*** Document passage ***

I still have my 2019 MacBook Pro I used for the Mac User groups that is now gone do to the Pandemic. When I can buy a Chromebook Acer 714 with a Intel 12 Gen i5 with thunderbolt 4, touch screen, USI pen built in for only $725 for mobile use and can Build a Gaming Tower for Half the price of the new Mac Pro towers and has tons of software I think Apple needs to reevaluate some of the decisions over the last 5 years. Yes I think Apple makes some of the best hardware on the market, but I think they doing what GM did and over priced their products, just like GM thought are we are big and people won't buy another brand. KIA now sell 2.8 million cars because they are affordable to the consumer.
 
The bump from M1 Extreme to M2 Extreme will be a marketing stunt more than anything else.
The chip itself will be essentially the same that was ready to ship months ago.
M1 and M2 are structurally almost the same design.
It would be weird to ship an "M1 Extreme" now that the M2 is out, that's all.

*** End of Document passage ***

**Problem details**
Continue the discussion of Apple's prices and chips, starting after its last sentence.

*** Provided material ***

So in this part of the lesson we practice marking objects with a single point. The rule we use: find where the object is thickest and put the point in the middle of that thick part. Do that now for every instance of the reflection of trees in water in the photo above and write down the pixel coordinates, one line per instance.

*** End of Provided material ***

**Reply to the exercise**
That’s not what I got at all. They had the machine ready for months. They‘ll put an M2 in it instead of an M1, not just a rebrand.
 
In the interview, Gurman also said he does not expect the Mac mini, which previous rumors have indicated could get a facelift, will be redesigned. Gurman points out the similarities between the Mac mini and the Mac Studio, saying a refreshed Mac mini will simply be a spec bump to the M2 chip.

Gurman 'expects' versus Gurman was told by a Apple source should be reported into two different categories. Too often it seems that these are being muddled together on Macrumors.


Using the current case would let the M2 SoC get unleashed thermally though. MBA throttles on sustained full blast computations. Long enough wall clock time at full blast the MBP 13" has longer limit. The "every thinner" design politburo unleashed on the Mini's case likely would have brought painted into the thermal corner with them (like the other places they have gone).